Look below for the line with "of the tree", then repeat it and all lines after it, exactly, minus any pictures.

## WORKING DATA
((
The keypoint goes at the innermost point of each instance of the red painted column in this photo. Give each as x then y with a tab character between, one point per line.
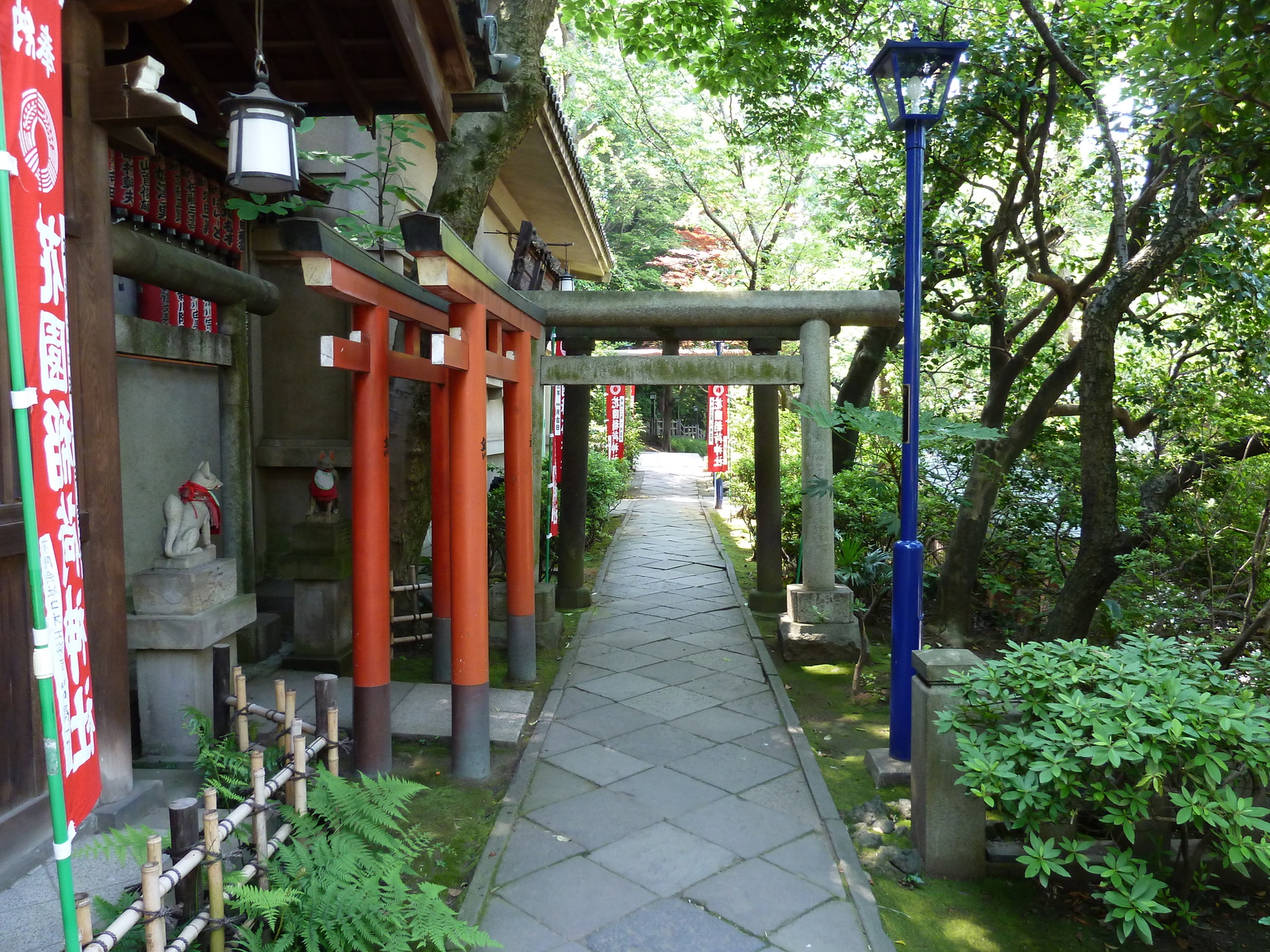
441	585
469	535
521	524
372	723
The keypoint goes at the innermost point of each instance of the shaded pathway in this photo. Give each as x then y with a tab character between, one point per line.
664	803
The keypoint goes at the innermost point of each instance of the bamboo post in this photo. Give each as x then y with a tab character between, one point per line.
152	899
215	871
260	828
222	685
279	704
241	702
84	917
333	740
324	698
300	766
183	823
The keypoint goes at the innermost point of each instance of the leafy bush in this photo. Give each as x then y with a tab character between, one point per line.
1141	744
343	881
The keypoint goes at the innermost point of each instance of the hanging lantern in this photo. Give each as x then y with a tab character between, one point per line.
262	141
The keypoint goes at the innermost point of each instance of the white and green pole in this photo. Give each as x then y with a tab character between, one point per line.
44	657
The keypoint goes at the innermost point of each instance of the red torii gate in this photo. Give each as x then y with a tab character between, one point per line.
480	336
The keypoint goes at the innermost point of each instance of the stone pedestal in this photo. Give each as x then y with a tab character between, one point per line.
948	822
179	613
548	622
321	564
818	626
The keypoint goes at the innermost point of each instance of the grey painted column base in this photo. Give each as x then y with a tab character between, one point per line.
569	600
766	602
469	742
372	729
948	822
521	647
441	657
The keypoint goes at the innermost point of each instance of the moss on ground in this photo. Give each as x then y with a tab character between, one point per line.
460	814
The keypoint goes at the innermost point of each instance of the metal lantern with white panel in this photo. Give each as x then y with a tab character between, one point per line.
912	79
262	141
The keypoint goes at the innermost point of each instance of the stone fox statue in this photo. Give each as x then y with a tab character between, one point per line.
323	493
192	514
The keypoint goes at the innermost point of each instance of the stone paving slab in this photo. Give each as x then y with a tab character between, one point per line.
664	803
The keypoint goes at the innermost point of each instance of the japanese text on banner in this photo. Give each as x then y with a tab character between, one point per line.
33	108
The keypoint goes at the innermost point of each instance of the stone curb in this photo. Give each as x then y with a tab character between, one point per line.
849	863
483	879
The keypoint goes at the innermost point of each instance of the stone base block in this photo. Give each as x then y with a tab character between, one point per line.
768	602
821	607
569	600
817	644
260	639
546	634
200	556
190	632
168	682
323	622
887	771
184	590
321	547
544	601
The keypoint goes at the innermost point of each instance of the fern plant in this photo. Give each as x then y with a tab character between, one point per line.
344	880
224	767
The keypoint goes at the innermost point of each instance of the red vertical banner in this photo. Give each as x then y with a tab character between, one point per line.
717	429
33	109
556	451
615	416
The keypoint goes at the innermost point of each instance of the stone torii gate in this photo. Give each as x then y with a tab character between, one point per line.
818	611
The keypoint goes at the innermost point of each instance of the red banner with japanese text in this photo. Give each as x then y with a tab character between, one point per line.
615	419
556	446
717	429
32	78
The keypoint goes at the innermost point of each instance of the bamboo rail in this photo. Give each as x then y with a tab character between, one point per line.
294	776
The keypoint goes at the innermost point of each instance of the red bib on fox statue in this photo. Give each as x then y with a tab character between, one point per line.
194	493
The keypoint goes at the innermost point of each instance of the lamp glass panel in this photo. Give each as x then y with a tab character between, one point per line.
886	86
266	143
924	75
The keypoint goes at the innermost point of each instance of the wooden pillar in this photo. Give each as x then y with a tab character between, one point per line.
571	588
441	584
97	401
372	710
521	522
469	547
768	594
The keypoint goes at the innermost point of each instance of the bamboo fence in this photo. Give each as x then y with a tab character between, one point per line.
205	842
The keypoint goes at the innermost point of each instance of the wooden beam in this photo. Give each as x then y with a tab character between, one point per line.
329	44
647	370
175	56
421	63
337	279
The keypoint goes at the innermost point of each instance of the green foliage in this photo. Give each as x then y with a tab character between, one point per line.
1140	743
222	765
122	844
344	880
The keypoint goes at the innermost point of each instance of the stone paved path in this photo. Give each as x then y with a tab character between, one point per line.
666	809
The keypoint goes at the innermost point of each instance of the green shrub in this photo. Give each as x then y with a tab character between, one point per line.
344	880
1140	744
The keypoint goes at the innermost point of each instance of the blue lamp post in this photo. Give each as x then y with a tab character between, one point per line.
912	79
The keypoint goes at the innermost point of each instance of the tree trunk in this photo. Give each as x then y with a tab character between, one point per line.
480	143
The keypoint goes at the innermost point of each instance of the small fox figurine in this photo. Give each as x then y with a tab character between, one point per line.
192	514
323	489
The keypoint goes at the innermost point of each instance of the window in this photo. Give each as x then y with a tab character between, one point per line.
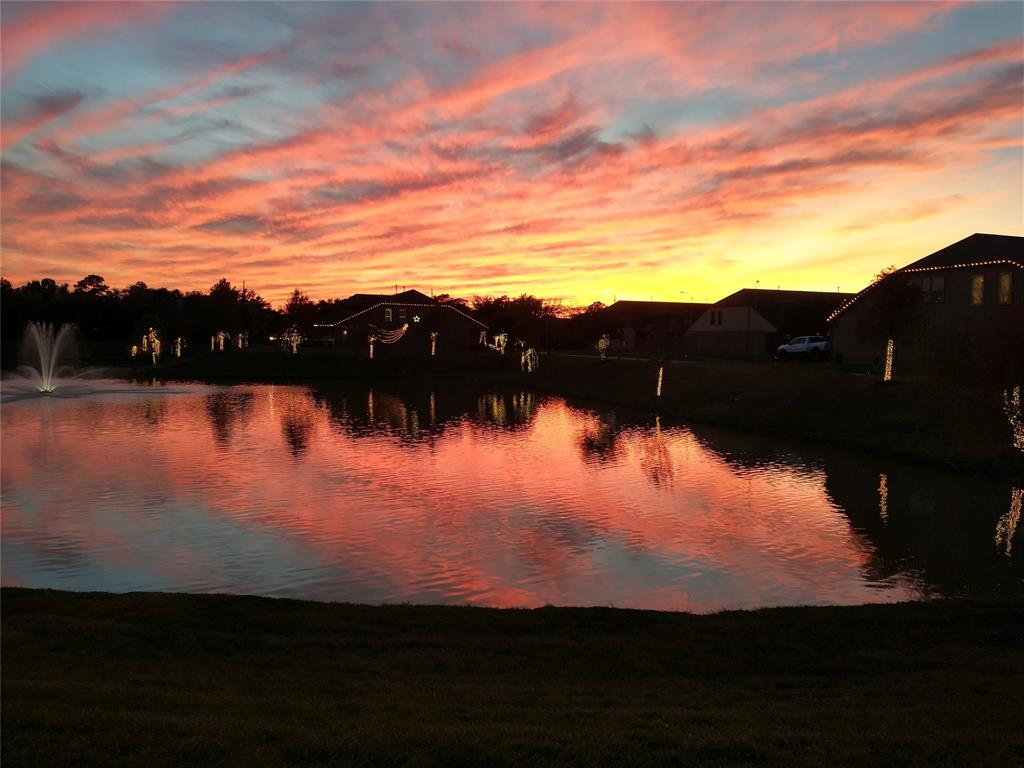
))
## OUTPUT BELOW
The keypoint goes at the innermost point of each instance of the tree trunk in this photo. Give each as x then y with a tab character between, one point per line.
480	143
The keypoint goes at the innermost point of each instance of the small fox figurine in this photo. Give each as x then y with a tab character between, one point per line.
192	514
323	489
The keypoint goes at the innermost point of each instance of the window in this photo. Give each as x then y with a tab character between, one point per line.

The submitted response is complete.